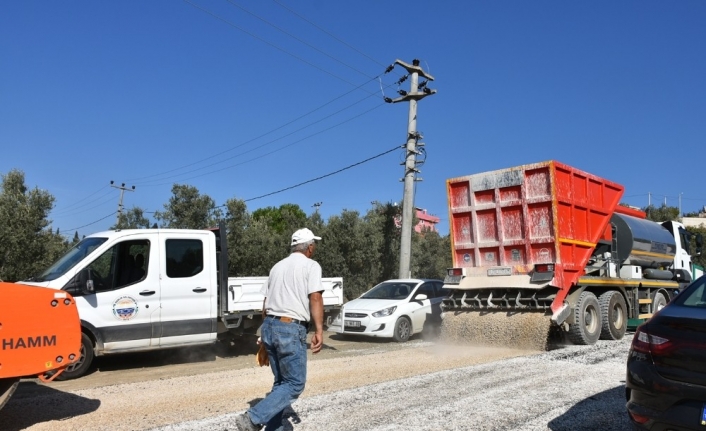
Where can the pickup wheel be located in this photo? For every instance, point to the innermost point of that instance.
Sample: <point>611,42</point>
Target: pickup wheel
<point>587,320</point>
<point>7,387</point>
<point>403,330</point>
<point>613,315</point>
<point>81,366</point>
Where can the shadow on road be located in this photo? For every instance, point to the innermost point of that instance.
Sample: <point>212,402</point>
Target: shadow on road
<point>242,346</point>
<point>604,411</point>
<point>35,403</point>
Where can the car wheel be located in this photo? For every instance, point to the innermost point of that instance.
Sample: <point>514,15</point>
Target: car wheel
<point>81,366</point>
<point>587,320</point>
<point>613,315</point>
<point>403,330</point>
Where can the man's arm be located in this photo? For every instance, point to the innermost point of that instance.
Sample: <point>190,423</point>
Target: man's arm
<point>316,308</point>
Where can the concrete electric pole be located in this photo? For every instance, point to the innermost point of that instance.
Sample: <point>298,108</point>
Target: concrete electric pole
<point>123,189</point>
<point>417,92</point>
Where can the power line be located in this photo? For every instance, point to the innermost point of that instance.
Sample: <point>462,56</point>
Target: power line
<point>324,176</point>
<point>268,42</point>
<point>256,138</point>
<point>91,223</point>
<point>328,33</point>
<point>273,151</point>
<point>297,38</point>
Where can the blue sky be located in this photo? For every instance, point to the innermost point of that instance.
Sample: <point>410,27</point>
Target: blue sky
<point>245,98</point>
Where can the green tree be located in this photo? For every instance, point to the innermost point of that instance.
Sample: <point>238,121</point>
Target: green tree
<point>134,218</point>
<point>286,218</point>
<point>188,209</point>
<point>28,244</point>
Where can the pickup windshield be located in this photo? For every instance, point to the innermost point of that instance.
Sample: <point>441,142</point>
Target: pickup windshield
<point>70,259</point>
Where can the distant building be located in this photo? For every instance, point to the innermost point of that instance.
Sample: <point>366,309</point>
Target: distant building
<point>694,221</point>
<point>427,222</point>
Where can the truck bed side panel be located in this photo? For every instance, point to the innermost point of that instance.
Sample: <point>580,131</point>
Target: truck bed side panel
<point>515,218</point>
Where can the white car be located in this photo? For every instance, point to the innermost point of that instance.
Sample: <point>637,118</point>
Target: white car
<point>392,309</point>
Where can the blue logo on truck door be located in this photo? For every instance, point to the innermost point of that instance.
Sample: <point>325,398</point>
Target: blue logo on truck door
<point>125,308</point>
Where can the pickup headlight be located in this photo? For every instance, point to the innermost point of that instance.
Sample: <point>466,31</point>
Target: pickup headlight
<point>385,312</point>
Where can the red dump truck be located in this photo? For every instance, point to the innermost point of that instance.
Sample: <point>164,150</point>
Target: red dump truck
<point>549,239</point>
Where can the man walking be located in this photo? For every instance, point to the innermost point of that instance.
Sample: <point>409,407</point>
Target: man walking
<point>292,300</point>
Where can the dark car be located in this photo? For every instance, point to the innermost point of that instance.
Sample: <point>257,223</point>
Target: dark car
<point>666,370</point>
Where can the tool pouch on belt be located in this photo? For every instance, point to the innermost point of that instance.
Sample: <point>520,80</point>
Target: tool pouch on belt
<point>261,358</point>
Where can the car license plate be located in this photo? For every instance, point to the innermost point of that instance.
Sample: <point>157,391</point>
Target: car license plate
<point>499,271</point>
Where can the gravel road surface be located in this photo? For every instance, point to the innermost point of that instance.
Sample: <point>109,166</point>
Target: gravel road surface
<point>418,385</point>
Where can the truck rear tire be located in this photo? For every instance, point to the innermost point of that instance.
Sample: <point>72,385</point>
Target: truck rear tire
<point>403,330</point>
<point>658,302</point>
<point>587,320</point>
<point>81,366</point>
<point>613,315</point>
<point>7,388</point>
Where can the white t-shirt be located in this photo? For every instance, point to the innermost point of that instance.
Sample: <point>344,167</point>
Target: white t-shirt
<point>288,287</point>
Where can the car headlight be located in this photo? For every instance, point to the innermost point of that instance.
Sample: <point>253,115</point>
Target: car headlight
<point>385,311</point>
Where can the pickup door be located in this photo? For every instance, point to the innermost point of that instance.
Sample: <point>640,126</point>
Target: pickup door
<point>124,306</point>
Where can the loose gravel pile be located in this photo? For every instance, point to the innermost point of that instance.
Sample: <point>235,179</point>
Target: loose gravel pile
<point>520,330</point>
<point>574,388</point>
<point>421,386</point>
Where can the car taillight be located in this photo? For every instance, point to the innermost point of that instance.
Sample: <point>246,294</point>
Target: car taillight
<point>454,271</point>
<point>544,267</point>
<point>645,342</point>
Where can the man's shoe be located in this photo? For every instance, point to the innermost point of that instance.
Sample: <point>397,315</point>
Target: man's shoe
<point>245,424</point>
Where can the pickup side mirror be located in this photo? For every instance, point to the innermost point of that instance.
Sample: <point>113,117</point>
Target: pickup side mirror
<point>85,284</point>
<point>699,244</point>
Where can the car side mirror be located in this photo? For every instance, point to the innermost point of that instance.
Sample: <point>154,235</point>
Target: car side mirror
<point>86,282</point>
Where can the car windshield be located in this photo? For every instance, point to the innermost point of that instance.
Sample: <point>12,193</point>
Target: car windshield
<point>694,295</point>
<point>70,259</point>
<point>390,290</point>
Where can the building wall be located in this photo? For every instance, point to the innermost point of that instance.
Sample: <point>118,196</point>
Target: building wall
<point>426,221</point>
<point>694,221</point>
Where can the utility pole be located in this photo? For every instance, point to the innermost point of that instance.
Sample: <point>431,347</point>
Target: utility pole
<point>123,189</point>
<point>417,92</point>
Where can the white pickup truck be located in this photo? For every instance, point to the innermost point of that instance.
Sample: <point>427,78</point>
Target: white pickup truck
<point>148,289</point>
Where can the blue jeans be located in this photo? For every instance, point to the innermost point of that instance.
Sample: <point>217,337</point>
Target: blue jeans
<point>286,347</point>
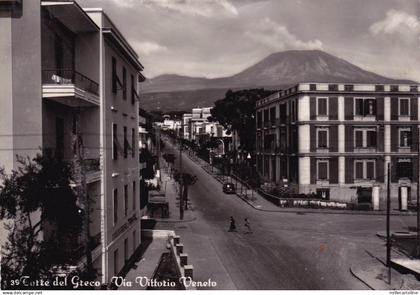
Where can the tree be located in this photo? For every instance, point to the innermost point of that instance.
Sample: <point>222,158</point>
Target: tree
<point>170,159</point>
<point>185,180</point>
<point>236,112</point>
<point>41,185</point>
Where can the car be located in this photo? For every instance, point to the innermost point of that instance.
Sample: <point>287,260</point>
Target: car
<point>228,188</point>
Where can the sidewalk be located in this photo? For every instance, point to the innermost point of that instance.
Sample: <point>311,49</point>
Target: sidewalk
<point>171,190</point>
<point>373,272</point>
<point>147,262</point>
<point>258,202</point>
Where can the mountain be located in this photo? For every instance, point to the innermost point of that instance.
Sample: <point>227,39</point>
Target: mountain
<point>276,71</point>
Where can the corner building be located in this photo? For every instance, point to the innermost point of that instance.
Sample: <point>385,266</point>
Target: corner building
<point>338,138</point>
<point>67,72</point>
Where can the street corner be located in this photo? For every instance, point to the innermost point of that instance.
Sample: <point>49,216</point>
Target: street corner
<point>377,276</point>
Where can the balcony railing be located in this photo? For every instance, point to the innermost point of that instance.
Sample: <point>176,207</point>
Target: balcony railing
<point>91,165</point>
<point>69,77</point>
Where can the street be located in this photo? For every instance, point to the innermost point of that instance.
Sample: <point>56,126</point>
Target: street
<point>285,250</point>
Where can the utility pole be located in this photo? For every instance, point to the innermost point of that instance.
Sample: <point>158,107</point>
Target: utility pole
<point>418,195</point>
<point>388,237</point>
<point>181,182</point>
<point>158,149</point>
<point>80,175</point>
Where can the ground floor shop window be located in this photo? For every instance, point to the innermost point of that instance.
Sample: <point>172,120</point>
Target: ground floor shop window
<point>364,169</point>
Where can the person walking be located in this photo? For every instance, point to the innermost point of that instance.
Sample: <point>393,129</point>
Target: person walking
<point>248,226</point>
<point>232,226</point>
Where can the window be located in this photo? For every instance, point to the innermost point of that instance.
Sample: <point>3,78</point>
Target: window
<point>134,195</point>
<point>125,249</point>
<point>283,140</point>
<point>348,87</point>
<point>116,269</point>
<point>114,75</point>
<point>114,141</point>
<point>259,120</point>
<point>283,113</point>
<point>322,170</point>
<point>124,83</point>
<point>273,116</point>
<point>134,241</point>
<point>365,107</point>
<point>404,168</point>
<point>266,117</point>
<point>125,142</point>
<point>125,200</point>
<point>365,138</point>
<point>133,90</point>
<point>115,205</point>
<point>405,137</point>
<point>322,106</point>
<point>133,142</point>
<point>379,88</point>
<point>364,169</point>
<point>404,107</point>
<point>332,87</point>
<point>322,138</point>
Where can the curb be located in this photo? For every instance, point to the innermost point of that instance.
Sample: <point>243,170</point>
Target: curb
<point>163,220</point>
<point>357,277</point>
<point>348,212</point>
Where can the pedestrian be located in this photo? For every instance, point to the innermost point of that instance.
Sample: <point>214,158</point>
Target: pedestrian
<point>248,226</point>
<point>232,226</point>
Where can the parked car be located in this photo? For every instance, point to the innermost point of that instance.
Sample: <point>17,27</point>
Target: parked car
<point>228,188</point>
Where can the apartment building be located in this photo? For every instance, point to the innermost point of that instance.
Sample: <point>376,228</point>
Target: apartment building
<point>70,86</point>
<point>197,124</point>
<point>338,138</point>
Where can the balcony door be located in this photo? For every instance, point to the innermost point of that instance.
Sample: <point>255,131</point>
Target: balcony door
<point>59,137</point>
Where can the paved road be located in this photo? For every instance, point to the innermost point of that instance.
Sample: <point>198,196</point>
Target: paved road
<point>285,251</point>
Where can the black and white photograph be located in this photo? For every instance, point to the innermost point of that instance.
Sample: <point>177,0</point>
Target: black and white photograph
<point>218,145</point>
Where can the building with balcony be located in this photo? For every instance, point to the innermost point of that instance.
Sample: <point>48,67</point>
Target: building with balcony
<point>70,85</point>
<point>338,139</point>
<point>197,124</point>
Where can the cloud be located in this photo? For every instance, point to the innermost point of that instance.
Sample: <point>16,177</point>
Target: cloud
<point>205,8</point>
<point>276,36</point>
<point>148,47</point>
<point>396,22</point>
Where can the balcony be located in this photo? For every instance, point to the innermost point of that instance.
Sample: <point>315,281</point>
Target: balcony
<point>70,88</point>
<point>92,170</point>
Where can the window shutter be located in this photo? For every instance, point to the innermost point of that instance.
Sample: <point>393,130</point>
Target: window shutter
<point>313,170</point>
<point>334,170</point>
<point>380,141</point>
<point>413,108</point>
<point>380,177</point>
<point>414,138</point>
<point>312,107</point>
<point>394,161</point>
<point>348,108</point>
<point>349,138</point>
<point>334,138</point>
<point>394,108</point>
<point>380,108</point>
<point>349,176</point>
<point>395,140</point>
<point>312,138</point>
<point>333,108</point>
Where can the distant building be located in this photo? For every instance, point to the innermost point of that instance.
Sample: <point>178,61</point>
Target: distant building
<point>68,73</point>
<point>197,124</point>
<point>339,138</point>
<point>170,124</point>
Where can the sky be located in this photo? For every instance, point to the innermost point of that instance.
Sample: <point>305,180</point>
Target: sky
<point>217,38</point>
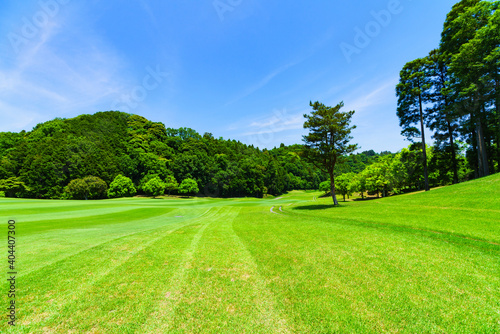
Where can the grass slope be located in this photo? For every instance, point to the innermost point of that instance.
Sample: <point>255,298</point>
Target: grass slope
<point>427,262</point>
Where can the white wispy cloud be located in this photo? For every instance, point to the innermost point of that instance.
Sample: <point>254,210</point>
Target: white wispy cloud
<point>262,83</point>
<point>61,71</point>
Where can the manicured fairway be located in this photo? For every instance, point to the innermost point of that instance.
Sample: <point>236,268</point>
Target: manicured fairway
<point>426,262</point>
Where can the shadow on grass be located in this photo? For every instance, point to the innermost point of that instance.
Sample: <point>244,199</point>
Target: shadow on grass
<point>365,199</point>
<point>316,207</point>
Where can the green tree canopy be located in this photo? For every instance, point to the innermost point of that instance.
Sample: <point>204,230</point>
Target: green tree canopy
<point>121,186</point>
<point>188,186</point>
<point>412,92</point>
<point>171,184</point>
<point>328,140</point>
<point>154,187</point>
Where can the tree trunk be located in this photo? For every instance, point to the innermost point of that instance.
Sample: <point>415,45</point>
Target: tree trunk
<point>497,107</point>
<point>453,154</point>
<point>481,152</point>
<point>424,149</point>
<point>332,189</point>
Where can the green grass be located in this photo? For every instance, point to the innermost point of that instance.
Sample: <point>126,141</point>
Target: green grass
<point>416,263</point>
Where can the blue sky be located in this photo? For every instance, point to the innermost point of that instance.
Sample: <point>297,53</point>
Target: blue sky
<point>239,69</point>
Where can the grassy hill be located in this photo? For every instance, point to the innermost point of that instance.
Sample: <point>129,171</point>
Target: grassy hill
<point>426,262</point>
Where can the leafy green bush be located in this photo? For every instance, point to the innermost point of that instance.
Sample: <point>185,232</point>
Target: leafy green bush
<point>121,186</point>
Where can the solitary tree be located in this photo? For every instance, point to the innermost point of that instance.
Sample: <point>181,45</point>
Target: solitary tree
<point>328,139</point>
<point>171,184</point>
<point>154,187</point>
<point>412,90</point>
<point>344,184</point>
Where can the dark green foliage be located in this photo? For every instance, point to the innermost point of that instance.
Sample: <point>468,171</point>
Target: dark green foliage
<point>171,184</point>
<point>328,140</point>
<point>188,187</point>
<point>154,187</point>
<point>90,187</point>
<point>121,186</point>
<point>325,186</point>
<point>12,187</point>
<point>77,189</point>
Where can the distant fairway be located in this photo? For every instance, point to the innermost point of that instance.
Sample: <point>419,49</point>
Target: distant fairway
<point>426,262</point>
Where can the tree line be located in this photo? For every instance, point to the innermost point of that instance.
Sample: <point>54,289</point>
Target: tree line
<point>455,91</point>
<point>114,154</point>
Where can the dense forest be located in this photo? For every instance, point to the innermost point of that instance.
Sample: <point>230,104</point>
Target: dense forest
<point>42,163</point>
<point>454,91</point>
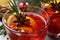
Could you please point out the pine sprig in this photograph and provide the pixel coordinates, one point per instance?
(2, 30)
(14, 6)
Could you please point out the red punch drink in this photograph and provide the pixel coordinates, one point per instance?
(34, 29)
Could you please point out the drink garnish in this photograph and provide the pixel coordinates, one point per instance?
(21, 18)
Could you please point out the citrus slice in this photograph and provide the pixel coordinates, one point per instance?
(11, 19)
(33, 23)
(26, 29)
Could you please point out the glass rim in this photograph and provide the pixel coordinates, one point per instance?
(28, 32)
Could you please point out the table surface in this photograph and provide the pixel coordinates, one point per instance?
(5, 38)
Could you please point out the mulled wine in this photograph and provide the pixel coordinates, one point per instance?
(29, 25)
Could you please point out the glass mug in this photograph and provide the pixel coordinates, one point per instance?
(39, 20)
(54, 26)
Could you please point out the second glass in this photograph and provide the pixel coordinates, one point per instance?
(36, 28)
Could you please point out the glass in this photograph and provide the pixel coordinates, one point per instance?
(39, 20)
(54, 27)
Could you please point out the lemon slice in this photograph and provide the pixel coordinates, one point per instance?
(33, 23)
(11, 19)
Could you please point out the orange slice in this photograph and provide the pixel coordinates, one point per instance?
(11, 19)
(33, 23)
(26, 29)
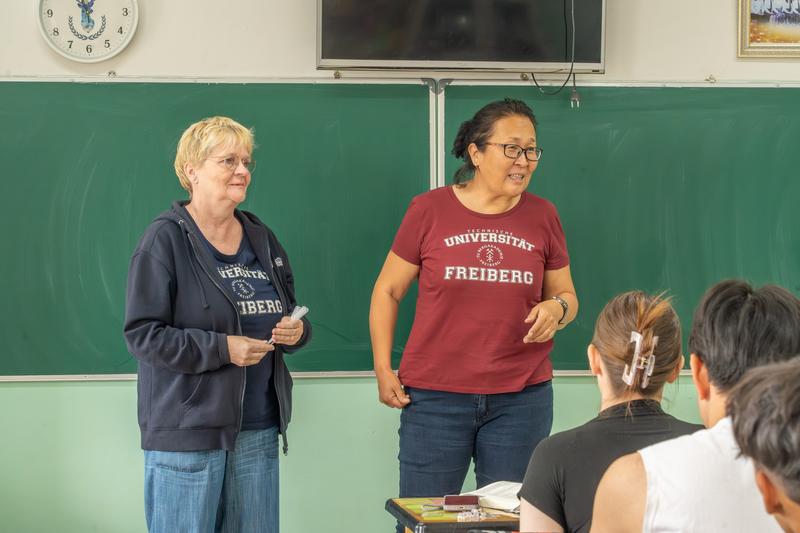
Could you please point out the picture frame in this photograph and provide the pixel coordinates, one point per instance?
(769, 28)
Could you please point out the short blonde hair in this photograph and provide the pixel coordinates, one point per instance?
(202, 137)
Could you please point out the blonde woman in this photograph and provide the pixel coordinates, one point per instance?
(209, 294)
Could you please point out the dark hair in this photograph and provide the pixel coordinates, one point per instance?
(737, 327)
(480, 128)
(765, 408)
(651, 316)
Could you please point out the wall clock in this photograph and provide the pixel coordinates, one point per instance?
(88, 30)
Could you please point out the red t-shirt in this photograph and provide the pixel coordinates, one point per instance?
(480, 275)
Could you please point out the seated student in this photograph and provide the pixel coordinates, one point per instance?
(635, 350)
(699, 482)
(765, 410)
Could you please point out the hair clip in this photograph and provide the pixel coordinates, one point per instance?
(640, 362)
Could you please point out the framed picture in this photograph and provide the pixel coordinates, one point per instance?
(769, 28)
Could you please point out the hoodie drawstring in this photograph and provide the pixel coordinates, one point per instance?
(189, 252)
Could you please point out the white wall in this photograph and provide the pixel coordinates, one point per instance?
(647, 41)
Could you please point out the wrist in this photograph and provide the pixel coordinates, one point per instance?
(562, 308)
(383, 369)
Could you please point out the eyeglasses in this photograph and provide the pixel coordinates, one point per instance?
(231, 163)
(513, 151)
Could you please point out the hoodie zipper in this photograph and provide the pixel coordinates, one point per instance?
(284, 301)
(238, 322)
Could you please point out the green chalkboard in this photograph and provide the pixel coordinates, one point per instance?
(86, 167)
(662, 188)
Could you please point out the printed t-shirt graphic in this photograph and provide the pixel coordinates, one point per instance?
(480, 275)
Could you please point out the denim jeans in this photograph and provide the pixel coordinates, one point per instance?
(214, 490)
(440, 432)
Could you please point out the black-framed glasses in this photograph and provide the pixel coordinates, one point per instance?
(513, 151)
(231, 163)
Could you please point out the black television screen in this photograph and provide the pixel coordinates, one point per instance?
(514, 35)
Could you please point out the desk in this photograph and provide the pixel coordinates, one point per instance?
(411, 513)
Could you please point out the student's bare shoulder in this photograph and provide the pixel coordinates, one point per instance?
(620, 498)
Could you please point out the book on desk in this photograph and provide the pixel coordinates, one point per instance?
(424, 515)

» WHAT YOU SHOULD DO: Please reproduce the lines from the line with "Where can the leafy" to the line with "Sample: <point>468,171</point>", both ends included, exactly as they appear above.

» EXPECTED ANSWER:
Where can the leafy green bush be located in this photo? For every instance, point to the innermost point of that instance.
Sample: <point>185,232</point>
Target: leafy green bush
<point>121,186</point>
Where can the solitary tree be located in this photo? For every instance, point to the innermost point of that instance.
Sample: <point>181,45</point>
Target: solitary tree
<point>328,139</point>
<point>171,184</point>
<point>154,187</point>
<point>412,90</point>
<point>344,184</point>
Where can the dark green foliage be located in this photo? For every instance, point to the innermost point of that instance.
Sample: <point>468,171</point>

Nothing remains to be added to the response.